*Extrait*:

----

Selon les informations communiquées à l’issue du Conseil, plusieurs infractions seront désormais passibles de la peine capitale. Parmi elles, la haute trahison, les actes de terrorisme et les actes d’espionnage. Des crimes considérés comme une menace directe contre la sécurité nationale et la stabilité du pays, qui fait face depuis près d’une décennie à une crise sécuritaire profonde, alimentée par les attaques djihadistes et les réseaux criminels.

Le ministre de la Justice et des Droits humains, Edasso Rodrigue Bayala, a défendu vigoureusement cette orientation. Pour lui, le projet de loi ne constitue pas un recul, mais plutôt un alignement de la justice sur les exigences d’un contexte exceptionnel. « L’adoption de ce projet de loi s’inscrit dans la dynamique des réformes globales du secteur pour une justice qui répond aux aspirations profondes du peuple », a-t-il déclaré. Dans un pays où de nombreuses communautés vivent au rythme de la violence, le gouvernement estime que des mesures fortes sont nécessaires pour restaurer la confiance et renforcer la dissuasion.

Sur le terrain, cette décision est perçue de manière contrastée. Une partie de la population, épuisée par les pertes humaines et les déplacements forcés, y voit un signal de fermeté. Depuis plusieurs années, les appels à des sanctions exemplaires contre les acteurs du terrorisme se multiplient, et de nombreux citoyens estiment qu’une justice trop clémente alimente l’impunité. Pour ces partisans, le rétablissement de la peine capitale est un « acte de courage politique ».

----

Données d'annotation de localisation d'objets
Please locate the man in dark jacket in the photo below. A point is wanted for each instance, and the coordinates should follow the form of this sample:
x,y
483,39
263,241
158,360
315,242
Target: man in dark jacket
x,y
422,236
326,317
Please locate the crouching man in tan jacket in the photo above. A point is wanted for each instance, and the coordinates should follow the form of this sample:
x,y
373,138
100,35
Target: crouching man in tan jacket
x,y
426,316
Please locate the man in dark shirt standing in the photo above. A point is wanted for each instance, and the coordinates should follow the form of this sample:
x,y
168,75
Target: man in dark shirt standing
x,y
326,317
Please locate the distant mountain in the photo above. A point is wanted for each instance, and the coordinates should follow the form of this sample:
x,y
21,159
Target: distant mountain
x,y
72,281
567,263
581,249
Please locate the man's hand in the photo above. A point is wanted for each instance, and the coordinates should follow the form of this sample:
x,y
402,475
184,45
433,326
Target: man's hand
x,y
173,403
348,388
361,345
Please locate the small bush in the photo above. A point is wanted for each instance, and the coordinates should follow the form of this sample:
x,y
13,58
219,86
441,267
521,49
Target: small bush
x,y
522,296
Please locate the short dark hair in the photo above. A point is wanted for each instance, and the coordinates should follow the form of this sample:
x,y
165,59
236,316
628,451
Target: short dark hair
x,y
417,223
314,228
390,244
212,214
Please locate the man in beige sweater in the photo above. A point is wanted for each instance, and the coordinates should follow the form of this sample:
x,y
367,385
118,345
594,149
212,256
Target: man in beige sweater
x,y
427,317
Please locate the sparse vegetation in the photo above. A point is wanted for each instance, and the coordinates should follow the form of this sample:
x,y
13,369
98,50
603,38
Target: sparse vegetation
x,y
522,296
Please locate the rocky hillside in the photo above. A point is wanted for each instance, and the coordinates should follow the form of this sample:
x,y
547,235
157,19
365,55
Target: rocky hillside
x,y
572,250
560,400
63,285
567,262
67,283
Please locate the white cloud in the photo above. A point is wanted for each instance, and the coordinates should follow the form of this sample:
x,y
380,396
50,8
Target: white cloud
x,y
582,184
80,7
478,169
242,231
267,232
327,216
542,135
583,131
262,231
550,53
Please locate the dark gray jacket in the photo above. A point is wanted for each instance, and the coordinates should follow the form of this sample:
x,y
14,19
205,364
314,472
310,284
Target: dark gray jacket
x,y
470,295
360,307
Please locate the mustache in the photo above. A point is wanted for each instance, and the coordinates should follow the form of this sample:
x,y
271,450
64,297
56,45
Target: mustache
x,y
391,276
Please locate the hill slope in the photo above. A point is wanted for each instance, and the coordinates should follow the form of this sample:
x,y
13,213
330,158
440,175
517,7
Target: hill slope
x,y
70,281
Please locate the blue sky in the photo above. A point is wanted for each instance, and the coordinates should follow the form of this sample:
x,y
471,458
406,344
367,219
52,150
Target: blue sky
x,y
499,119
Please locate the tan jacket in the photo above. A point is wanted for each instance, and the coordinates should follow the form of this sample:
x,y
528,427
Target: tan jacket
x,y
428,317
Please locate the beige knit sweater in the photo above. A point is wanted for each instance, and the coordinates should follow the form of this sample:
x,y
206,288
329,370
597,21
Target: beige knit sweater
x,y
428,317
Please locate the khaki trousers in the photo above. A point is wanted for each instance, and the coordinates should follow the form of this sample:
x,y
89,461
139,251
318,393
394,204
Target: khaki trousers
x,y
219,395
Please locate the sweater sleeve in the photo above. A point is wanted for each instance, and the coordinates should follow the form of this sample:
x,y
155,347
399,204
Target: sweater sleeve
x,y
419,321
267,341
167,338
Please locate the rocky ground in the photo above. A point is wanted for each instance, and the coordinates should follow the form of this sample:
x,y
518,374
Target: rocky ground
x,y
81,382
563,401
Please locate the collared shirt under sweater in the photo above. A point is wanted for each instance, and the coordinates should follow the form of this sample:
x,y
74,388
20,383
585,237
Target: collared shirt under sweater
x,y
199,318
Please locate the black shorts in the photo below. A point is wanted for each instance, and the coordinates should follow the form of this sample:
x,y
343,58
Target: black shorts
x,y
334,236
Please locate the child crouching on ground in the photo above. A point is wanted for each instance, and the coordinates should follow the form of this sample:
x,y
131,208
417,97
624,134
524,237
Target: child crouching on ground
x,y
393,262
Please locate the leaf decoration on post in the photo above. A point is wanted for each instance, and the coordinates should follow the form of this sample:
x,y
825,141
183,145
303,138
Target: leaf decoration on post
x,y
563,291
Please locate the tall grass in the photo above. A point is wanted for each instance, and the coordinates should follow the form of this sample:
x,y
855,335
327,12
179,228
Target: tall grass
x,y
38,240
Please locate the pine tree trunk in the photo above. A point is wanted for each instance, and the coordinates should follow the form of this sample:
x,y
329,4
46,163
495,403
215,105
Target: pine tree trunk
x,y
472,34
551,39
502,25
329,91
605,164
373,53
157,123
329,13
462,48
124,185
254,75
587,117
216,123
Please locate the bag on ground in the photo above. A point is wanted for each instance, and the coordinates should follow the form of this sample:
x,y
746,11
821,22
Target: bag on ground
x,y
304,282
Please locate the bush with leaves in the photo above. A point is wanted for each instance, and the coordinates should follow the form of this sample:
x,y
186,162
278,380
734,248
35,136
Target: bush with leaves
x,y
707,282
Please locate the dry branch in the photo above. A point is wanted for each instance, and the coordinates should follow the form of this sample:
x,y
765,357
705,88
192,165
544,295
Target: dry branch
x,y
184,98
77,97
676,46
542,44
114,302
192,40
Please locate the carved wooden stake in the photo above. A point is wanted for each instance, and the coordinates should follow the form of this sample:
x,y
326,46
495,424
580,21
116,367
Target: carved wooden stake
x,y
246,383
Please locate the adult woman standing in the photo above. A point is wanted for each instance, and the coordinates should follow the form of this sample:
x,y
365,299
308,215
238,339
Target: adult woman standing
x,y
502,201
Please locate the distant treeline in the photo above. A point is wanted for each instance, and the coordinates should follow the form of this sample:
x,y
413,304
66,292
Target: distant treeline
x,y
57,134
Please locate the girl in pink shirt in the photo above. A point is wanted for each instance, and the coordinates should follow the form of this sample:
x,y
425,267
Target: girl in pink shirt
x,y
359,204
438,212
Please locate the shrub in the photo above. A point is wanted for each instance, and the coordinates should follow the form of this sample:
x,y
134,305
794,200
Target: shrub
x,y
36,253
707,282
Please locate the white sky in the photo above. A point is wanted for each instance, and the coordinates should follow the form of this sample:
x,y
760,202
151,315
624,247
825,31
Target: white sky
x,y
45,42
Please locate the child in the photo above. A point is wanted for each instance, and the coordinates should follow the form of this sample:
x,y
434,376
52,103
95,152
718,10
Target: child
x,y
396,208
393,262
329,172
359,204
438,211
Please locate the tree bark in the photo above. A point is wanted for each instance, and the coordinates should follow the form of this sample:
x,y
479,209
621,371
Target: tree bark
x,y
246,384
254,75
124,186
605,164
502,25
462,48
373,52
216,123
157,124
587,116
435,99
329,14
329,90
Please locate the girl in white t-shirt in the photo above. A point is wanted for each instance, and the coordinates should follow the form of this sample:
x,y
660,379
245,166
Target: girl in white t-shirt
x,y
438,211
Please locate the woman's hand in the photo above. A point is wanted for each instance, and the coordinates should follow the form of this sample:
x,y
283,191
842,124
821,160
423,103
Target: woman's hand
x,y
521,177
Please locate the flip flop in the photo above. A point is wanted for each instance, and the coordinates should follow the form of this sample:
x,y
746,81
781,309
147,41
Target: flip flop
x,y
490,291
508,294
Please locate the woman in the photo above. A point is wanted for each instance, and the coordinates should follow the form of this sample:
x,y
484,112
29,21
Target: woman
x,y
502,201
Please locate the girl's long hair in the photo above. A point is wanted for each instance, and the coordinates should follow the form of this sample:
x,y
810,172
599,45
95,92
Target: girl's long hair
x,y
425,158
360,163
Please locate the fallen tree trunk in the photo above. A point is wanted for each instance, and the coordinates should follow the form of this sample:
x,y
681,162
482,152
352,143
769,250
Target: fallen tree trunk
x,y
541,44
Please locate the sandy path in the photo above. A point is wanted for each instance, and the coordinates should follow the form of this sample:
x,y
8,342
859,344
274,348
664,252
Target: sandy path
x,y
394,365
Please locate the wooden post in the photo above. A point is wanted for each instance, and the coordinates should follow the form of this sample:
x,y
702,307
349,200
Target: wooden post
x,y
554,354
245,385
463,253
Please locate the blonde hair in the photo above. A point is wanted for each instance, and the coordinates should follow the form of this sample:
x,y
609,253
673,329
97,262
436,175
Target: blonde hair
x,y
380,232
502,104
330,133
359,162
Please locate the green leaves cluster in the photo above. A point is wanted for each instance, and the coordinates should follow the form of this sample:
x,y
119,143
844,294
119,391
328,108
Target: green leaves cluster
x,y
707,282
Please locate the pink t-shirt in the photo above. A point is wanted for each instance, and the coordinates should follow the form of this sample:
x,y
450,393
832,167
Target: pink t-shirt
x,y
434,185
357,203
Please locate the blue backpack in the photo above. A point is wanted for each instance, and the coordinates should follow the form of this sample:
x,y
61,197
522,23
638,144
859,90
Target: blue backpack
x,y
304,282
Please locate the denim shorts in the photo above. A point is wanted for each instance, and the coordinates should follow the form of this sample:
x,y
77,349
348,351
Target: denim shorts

----

*Exercice proposé 1*:
Recopiez sans rien changer le passage de l'extrait sur la peine capitale qui va de « Le ministre de » jusqu'à « renforcer la dissuasion. » inclus.
*Exercice proposé 2*:
Répondez à ces questions d'après l'extrait sur la peine capitale :
(a) Quelles infractions sont citées parmi celles qui seront passibles de la peine capitale ?
(b) Qui est le ministre de la Justice et des Droits humains ?
(c) Comment les partisans qualifient-ils le rétablissement de la peine capitale ?
*Exercice proposé 3*:
Poursuivez le texte sur le rétablissement de la peine capitale après sa dernière phrase.

*Résultat attendu 1*:
Le ministre de la Justice et des Droits humains, Edasso Rodrigue Bayala, a défendu vigoureusement cette orientation. Pour lui, le projet de loi ne constitue pas un recul, mais plutôt un alignement de la justice sur les exigences d’un contexte exceptionnel. « L’adoption de ce projet de loi s’inscrit dans la dynamique des réformes globales du secteur pour une justice qui répond aux aspirations profondes du peuple », a-t-il déclaré. Dans un pays où de nombreuses communautés vivent au rythme de la violence, le gouvernement estime que des mesures fortes sont nécessaires pour restaurer la confiance et renforcer la dissuasion.

*Résultat attendu 2*:
(a) La haute trahison, les actes de terrorisme et les actes d'espionnage.
(b) Edasso Rodrigue Bayala.
(c) Comme un « acte de courage politique ».

*Résultat attendu 3*:
En revanche, des voix s’élèvent déjà pour dénoncer un risque de violation des droits humains et un recul par rapport aux engagements internationaux du Burkina Faso. Les organisations de défense des droits de l’homme rappellent que la peine de mort est irréversible et que son application en période de tensions sécuritaires peut conduire à des abus. Plusieurs observateurs craignent également que ce texte, en incluant des infractions comme la « haute trahison », puisse être interprété de manière large et servir à museler certaines oppositions.

Sur le plan politique, la décision pourrait repositionner le Burkina Faso sur la scène internationale. Le pays, qui observait un moratoire de facto depuis plusieurs années, s’éloigne désormais du mouvement panafricain et mondial en faveur de l’abolition. Mais pour les autorités de transition, la priorité reste la lutte contre l’insécurité et la consolidation de l’État, dans un contexte où le pays tente de reprendre le contrôle de larges portions de territoire.

Ce projet de loi devra encore passer devant l’Assemblée législative de transition pour être définitivement adopté. Mais déjà, le débat s’impose au cœur de la société burkinabè, entre exigences de sécurité et défense des droits humains. Une chose est certaine : le rétablissement de la peine de mort marque une nouvelle étape dans la politique de fermeté adoptée ces derniers mois par Ouagadougou.